[Items from a dataset]
· · · · · · ·
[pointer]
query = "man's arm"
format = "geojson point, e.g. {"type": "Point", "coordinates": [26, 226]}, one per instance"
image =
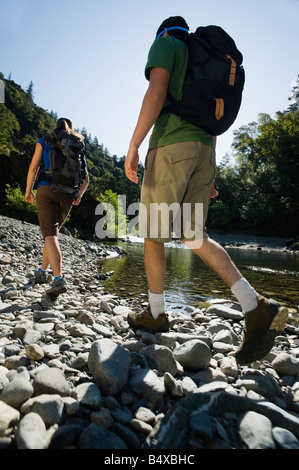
{"type": "Point", "coordinates": [152, 105]}
{"type": "Point", "coordinates": [33, 169]}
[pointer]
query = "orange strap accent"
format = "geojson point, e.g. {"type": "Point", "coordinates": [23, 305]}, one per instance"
{"type": "Point", "coordinates": [219, 109]}
{"type": "Point", "coordinates": [233, 71]}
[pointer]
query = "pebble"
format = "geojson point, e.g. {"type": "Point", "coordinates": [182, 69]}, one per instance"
{"type": "Point", "coordinates": [74, 375]}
· · · · · · ·
→ Task prompt
Return to the listing above and set it down exactly, leaving out its pictures.

→ Written solution
[pointer]
query = "man's arm"
format = "geojson point, e.g. {"type": "Point", "coordinates": [26, 226]}, one per instance"
image =
{"type": "Point", "coordinates": [152, 105]}
{"type": "Point", "coordinates": [33, 169]}
[pointer]
query = "orange strap accent"
format = "geojson point, e.g. {"type": "Point", "coordinates": [23, 305]}, one per instance"
{"type": "Point", "coordinates": [219, 109]}
{"type": "Point", "coordinates": [233, 71]}
[pointer]
query = "pebble"
format = "geojson point, e.g. {"type": "Point", "coordinates": [182, 69]}, one per instance"
{"type": "Point", "coordinates": [74, 375]}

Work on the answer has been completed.